— Required task —
Reproduce the material from its beginning through the line containing "MULTIPOLYGON (((61 93, 0", adding 40 to every coordinate in the answer outlines and leaving the sample polygons unchanged. Omit the pictures.

________

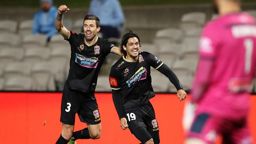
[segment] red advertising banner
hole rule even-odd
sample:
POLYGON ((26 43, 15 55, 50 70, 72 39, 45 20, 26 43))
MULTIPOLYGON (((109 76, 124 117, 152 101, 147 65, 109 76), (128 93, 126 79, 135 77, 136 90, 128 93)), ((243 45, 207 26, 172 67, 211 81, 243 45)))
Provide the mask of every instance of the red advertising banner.
MULTIPOLYGON (((61 93, 0 92, 0 139, 10 144, 55 144, 61 131, 61 93)), ((122 130, 111 94, 96 93, 102 120, 101 137, 79 144, 139 144, 129 129, 122 130)), ((256 96, 251 97, 249 124, 256 140, 256 96)), ((184 102, 175 94, 157 94, 151 100, 160 128, 161 143, 183 144, 184 102)), ((86 127, 76 116, 75 131, 86 127)), ((218 142, 219 143, 219 142, 218 142)))

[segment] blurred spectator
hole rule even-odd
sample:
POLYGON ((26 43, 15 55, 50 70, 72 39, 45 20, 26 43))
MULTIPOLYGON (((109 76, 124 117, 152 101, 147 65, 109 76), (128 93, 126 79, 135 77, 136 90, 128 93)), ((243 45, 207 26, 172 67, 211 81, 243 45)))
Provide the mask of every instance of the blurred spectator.
POLYGON ((92 0, 88 12, 100 20, 100 32, 102 38, 119 38, 124 20, 124 13, 117 0, 92 0))
POLYGON ((40 0, 40 3, 42 9, 34 15, 32 32, 35 35, 46 34, 48 42, 51 37, 58 33, 55 29, 58 9, 52 6, 52 0, 40 0))

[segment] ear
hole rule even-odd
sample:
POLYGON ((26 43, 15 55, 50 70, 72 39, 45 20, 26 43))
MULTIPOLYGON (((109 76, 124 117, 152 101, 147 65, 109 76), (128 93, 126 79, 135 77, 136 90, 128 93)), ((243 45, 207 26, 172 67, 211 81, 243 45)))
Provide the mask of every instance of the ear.
POLYGON ((99 32, 100 31, 100 27, 99 26, 97 28, 96 30, 97 32, 99 32))
POLYGON ((122 46, 122 48, 124 49, 124 50, 125 50, 125 51, 127 50, 127 49, 126 49, 126 47, 125 47, 125 46, 124 46, 124 45, 122 46))

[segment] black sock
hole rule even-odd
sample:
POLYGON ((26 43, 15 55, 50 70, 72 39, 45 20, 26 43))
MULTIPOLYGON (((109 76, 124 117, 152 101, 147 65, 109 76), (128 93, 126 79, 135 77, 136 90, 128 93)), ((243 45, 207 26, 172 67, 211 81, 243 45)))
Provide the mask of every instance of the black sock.
POLYGON ((72 140, 76 140, 78 139, 90 139, 90 134, 88 128, 80 130, 73 133, 73 135, 70 138, 72 140))
POLYGON ((60 136, 59 136, 56 144, 67 144, 69 141, 64 138, 62 137, 61 135, 60 135, 60 136))

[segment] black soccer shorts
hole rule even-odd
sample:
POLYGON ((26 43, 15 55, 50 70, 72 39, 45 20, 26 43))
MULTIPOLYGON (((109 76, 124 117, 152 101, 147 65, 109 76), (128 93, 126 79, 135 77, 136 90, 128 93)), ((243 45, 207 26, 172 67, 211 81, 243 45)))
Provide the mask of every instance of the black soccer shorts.
POLYGON ((82 122, 93 125, 101 122, 94 92, 86 93, 71 89, 65 83, 61 99, 61 122, 74 125, 76 113, 82 122))
POLYGON ((124 110, 125 117, 127 120, 128 128, 132 133, 136 129, 146 127, 149 133, 159 131, 153 106, 149 102, 135 107, 124 110))

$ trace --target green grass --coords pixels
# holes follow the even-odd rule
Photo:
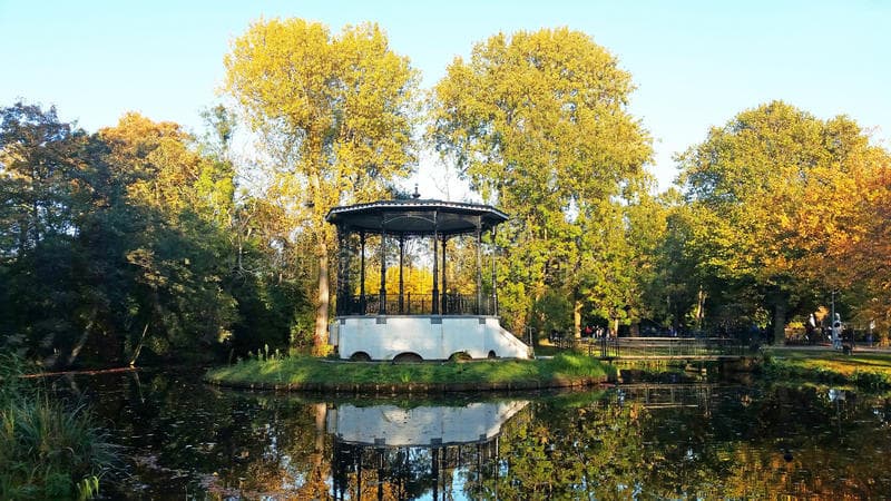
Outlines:
[[[852,384],[866,390],[891,389],[891,353],[834,350],[768,350],[764,372],[816,383]]]
[[[562,353],[551,360],[444,363],[332,362],[309,356],[248,360],[212,370],[207,380],[229,384],[510,384],[605,377],[615,372],[585,355]]]

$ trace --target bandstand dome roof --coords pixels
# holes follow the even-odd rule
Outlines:
[[[379,200],[334,207],[325,216],[329,223],[349,232],[444,236],[488,230],[509,216],[489,205],[431,199]]]

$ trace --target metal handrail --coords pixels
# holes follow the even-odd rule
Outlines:
[[[381,301],[383,299],[383,301]],[[435,305],[435,307],[434,307]],[[470,294],[365,294],[341,298],[339,315],[495,315],[495,301],[491,296]]]

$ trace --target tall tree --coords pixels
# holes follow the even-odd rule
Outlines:
[[[226,90],[277,164],[271,193],[292,234],[312,239],[317,259],[314,346],[325,343],[333,206],[366,202],[415,161],[417,72],[376,24],[339,36],[302,19],[261,20],[226,56]]]
[[[509,243],[502,306],[515,330],[558,285],[576,311],[586,299],[614,302],[614,276],[588,274],[582,284],[577,272],[610,266],[601,250],[626,228],[605,216],[633,197],[650,157],[627,111],[633,89],[615,57],[566,28],[496,35],[470,60],[457,58],[433,89],[428,137],[484,200],[513,213],[499,235]],[[630,266],[620,254],[616,266]]]

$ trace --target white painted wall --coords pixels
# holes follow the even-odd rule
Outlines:
[[[331,325],[331,344],[341,358],[368,353],[372,360],[392,360],[417,353],[423,360],[446,360],[467,352],[486,358],[529,358],[529,347],[509,333],[496,316],[386,315],[340,316]]]
[[[390,446],[448,445],[486,442],[529,404],[528,401],[477,402],[466,406],[337,405],[327,411],[326,426],[340,440]]]

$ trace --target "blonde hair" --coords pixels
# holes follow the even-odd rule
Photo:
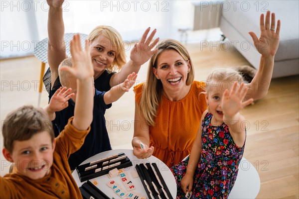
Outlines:
[[[217,82],[215,84],[215,82]],[[205,88],[205,93],[207,93],[211,91],[212,88],[214,86],[221,86],[223,89],[225,86],[224,83],[227,84],[227,86],[233,82],[237,82],[239,84],[244,82],[244,80],[242,75],[236,70],[231,68],[218,68],[213,70],[208,75],[206,82],[206,87]]]
[[[69,73],[68,73],[66,71],[61,71],[60,69],[63,66],[72,67],[72,58],[68,57],[62,61],[58,66],[58,75],[59,76],[59,81],[60,81],[60,84],[61,84],[61,85],[63,87],[68,87],[68,80],[70,78],[74,78],[74,77]]]
[[[120,34],[117,30],[111,26],[100,25],[94,29],[87,38],[91,42],[95,38],[100,34],[102,34],[109,38],[114,47],[116,48],[115,58],[111,66],[107,67],[110,73],[116,71],[117,68],[120,70],[126,63],[126,53],[124,50],[124,41]]]
[[[163,90],[162,82],[156,78],[152,72],[152,68],[157,68],[159,55],[165,51],[173,50],[176,51],[184,60],[189,62],[190,70],[187,76],[186,84],[190,85],[194,79],[194,70],[190,56],[181,43],[173,39],[167,39],[158,44],[156,48],[158,49],[158,52],[153,55],[150,60],[147,82],[143,85],[140,105],[140,113],[150,126],[155,125],[154,120]]]

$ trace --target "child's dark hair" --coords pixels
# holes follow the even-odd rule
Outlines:
[[[4,147],[10,153],[13,148],[13,141],[24,141],[34,134],[47,131],[53,142],[54,135],[52,122],[47,114],[41,108],[25,105],[10,112],[2,127]]]
[[[218,83],[215,83],[214,82],[218,82]],[[206,92],[211,91],[213,86],[220,86],[221,88],[225,90],[227,89],[225,84],[226,83],[228,85],[230,83],[237,82],[241,84],[242,83],[246,83],[244,82],[241,74],[235,69],[231,68],[218,68],[213,70],[208,76],[206,82]],[[220,85],[218,85],[219,82]],[[229,86],[228,86],[229,87]]]

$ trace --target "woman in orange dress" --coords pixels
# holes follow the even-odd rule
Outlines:
[[[272,22],[275,21],[274,13],[271,19]],[[249,32],[261,56],[256,76],[247,85],[245,100],[257,100],[267,94],[279,43],[280,21],[276,32],[273,23],[270,29],[268,11],[265,21],[264,14],[261,15],[260,24],[263,24],[260,38]],[[190,154],[202,113],[207,108],[204,95],[199,95],[205,83],[194,80],[190,56],[180,42],[166,40],[157,49],[150,61],[146,82],[135,87],[132,146],[138,158],[152,155],[170,168]]]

________

— Output for this task —
[segment] red advertising banner
hole rule even-odd
sample:
POLYGON ((26 43, 15 55, 50 70, 72 39, 45 20, 26 43))
MULTIPOLYGON (((109 76, 124 117, 152 101, 147 65, 109 76), (128 93, 126 79, 135 77, 136 90, 128 93)), ((243 45, 207 26, 172 67, 211 81, 243 45)))
Provide the mask of every instance of the red advertising banner.
MULTIPOLYGON (((101 133, 40 132, 40 179, 50 184, 95 184, 101 171, 101 133)), ((162 170, 151 134, 136 133, 142 160, 141 177, 119 184, 179 184, 169 169, 162 170)), ((296 136, 291 137, 289 164, 296 180, 296 136)), ((224 142, 215 134, 197 134, 191 140, 200 168, 201 183, 223 184, 224 142)), ((126 167, 116 156, 115 171, 126 167)), ((258 182, 259 183, 259 182, 258 182)))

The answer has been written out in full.